◆ **Texto-base**
== == ==

Caminhar é um ato que todos nós aprendemos desde cedo, começamos engatinhando e ao dar nossos primeiros passos abrimos sorrisos em nossos pais, é nossa primeira vitória rumo a independência, a partir daí ninguém mais nos segura. Junto com as pernas a mente também aprende a sair do engatinhar e passa a andar cada vez mais rápido, muitas vezes tão rápido que nem percebemos a paisagem e é quando começamos a perder mais qualidade do viver do que ganhar, sentimos que a vida está passando muito rápido e as coisas começam a perder o sentido, isto está bastante presente nas cidades, onde se caminha cada vez menos com as pernas, na cidade caminhamos muito mais para uma sociedade do cansaço da constante busca pela produtividade.
Caminhar é um hábito muito saudável, porem devemos respeitar nossos limites e limite é coisa que também aprendemos a romper e superar, procuramos sempre empurrar os muros dos limites para cada vez mais longe de nossa vista, isto é bom e ruim, é como a moeda com suas duas faces, alguns veem sentido na vida somente nesta caminhada que virou corrida e as paisagens viraram meras imagens turvas.
Desde muito cedo aprendi a caminhar muito, venho de uma geração que não tinha tantos recursos de transporte como o que temos hoje, venho de uma época que caminhar era a solução para chegar em algum lugar, hoje trabalhamos cada vez mais longe de nossas casas e isto nos obriga a usar meios de transporte que não exigem muito de nossas pernas.
Em minhas caminhadas aprendi a usar a memória para gravar os itinerários, meu GPS eram as lembranças que eu ia associando a cada passada, eram memórias em todos os sentidos, pelo cheiro perfumado das frutas nas fruteiras, dos sons da chuva e das pessoas que antes conversavam uma com a outra sem celular, na pele sentia-se o vento a chuva e o frio de arrepiar, enfim tudo fazia sentido para nossos sentidos, as caminhadas sempre me foram e são uma forma de filosofar, vejam que naquela época não sabia sequer o que era a filosofia, andar é mais do que uma mera técnica corporal.

== == ==

◆ **Relação de entradas**
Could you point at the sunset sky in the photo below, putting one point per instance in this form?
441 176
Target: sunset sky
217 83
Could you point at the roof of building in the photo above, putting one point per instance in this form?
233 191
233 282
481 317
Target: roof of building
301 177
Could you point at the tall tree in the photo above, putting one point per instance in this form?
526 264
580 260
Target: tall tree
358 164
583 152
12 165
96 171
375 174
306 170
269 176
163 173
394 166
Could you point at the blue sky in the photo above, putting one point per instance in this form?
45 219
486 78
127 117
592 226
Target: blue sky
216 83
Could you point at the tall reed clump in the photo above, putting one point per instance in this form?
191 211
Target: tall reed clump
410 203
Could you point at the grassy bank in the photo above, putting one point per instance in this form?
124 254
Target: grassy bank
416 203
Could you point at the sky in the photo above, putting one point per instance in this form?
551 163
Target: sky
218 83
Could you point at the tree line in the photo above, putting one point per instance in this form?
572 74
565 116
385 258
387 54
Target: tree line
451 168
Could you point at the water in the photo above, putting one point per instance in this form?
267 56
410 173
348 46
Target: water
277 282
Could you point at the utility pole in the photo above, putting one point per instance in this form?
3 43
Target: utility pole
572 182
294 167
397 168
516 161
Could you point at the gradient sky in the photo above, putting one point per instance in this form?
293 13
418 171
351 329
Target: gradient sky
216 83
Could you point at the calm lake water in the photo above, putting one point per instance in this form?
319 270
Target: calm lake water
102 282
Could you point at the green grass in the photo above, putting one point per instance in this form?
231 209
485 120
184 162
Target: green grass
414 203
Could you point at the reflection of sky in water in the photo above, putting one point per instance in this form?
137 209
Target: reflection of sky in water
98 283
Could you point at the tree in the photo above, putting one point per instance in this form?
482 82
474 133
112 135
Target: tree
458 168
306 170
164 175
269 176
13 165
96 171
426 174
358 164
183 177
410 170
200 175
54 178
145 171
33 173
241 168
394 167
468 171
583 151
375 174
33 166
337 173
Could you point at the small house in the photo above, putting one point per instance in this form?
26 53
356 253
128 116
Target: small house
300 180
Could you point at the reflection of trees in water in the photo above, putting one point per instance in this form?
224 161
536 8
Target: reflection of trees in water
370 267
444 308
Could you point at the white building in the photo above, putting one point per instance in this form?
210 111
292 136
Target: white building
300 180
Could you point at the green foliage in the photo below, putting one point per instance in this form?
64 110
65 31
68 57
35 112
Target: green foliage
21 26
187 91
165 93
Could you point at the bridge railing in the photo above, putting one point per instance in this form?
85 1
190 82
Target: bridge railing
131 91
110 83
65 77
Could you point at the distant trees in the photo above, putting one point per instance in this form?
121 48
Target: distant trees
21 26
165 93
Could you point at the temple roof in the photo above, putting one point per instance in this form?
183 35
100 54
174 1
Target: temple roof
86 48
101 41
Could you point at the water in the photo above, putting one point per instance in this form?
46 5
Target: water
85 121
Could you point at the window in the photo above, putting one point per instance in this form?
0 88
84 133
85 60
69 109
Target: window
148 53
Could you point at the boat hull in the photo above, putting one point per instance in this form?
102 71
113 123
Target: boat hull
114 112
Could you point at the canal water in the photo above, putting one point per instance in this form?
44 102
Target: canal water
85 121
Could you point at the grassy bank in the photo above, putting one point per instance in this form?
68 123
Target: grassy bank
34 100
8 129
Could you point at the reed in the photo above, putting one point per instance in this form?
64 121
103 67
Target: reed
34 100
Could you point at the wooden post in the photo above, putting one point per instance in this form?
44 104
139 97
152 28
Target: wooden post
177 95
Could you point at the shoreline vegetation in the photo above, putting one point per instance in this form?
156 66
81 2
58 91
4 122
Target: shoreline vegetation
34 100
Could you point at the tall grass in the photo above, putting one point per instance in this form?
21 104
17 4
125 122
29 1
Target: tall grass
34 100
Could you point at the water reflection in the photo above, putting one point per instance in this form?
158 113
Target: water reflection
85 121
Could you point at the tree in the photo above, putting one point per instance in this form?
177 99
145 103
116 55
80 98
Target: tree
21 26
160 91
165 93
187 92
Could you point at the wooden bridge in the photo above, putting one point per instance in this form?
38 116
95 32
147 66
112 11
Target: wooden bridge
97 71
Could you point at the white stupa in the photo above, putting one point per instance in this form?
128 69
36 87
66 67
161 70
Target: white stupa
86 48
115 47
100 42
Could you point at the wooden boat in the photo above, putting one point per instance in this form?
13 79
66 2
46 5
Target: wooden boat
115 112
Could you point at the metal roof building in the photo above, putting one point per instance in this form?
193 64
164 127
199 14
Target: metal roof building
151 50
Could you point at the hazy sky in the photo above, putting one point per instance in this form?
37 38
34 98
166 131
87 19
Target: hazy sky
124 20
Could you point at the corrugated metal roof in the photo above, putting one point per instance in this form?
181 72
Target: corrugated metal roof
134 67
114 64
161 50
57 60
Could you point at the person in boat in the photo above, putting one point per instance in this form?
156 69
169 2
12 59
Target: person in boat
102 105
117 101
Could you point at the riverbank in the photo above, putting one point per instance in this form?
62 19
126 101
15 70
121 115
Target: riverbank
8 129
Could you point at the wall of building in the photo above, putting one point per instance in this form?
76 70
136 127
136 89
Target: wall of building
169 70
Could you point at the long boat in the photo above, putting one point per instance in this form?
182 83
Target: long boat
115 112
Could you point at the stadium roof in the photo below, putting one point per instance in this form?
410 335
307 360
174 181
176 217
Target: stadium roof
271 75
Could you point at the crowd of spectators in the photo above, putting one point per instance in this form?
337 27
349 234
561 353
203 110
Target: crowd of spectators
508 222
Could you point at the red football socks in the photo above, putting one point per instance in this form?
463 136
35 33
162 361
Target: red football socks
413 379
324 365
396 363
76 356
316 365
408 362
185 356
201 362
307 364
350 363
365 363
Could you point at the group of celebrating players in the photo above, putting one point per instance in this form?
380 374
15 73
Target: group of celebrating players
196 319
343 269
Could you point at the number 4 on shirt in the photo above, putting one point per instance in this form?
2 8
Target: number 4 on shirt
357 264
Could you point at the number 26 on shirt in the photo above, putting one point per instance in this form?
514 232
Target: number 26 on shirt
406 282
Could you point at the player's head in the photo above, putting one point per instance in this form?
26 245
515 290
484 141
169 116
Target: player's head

== == ==

◆ **Tarefas propostas**
1. Enumere tudo aquilo que, de acordo com o texto-base, se sentia na pele durante as caminhadas.
2. Transcreva do texto-base o trecho compreendido entre "Desde muito cedo" e "de nossas pernas.", inclusive.

◆ **Respostas desenvolvidas**
1.
- o vento
- a chuva
- o frio de arrepiar

2.
Desde muito cedo aprendi a caminhar muito, venho de uma geração que não tinha tantos recursos de transporte como o que temos hoje, venho de uma época que caminhar era a solução para chegar em algum lugar, hoje trabalhamos cada vez mais longe de nossas casas e isto nos obriga a usar meios de transporte que não exigem muito de nossas pernas.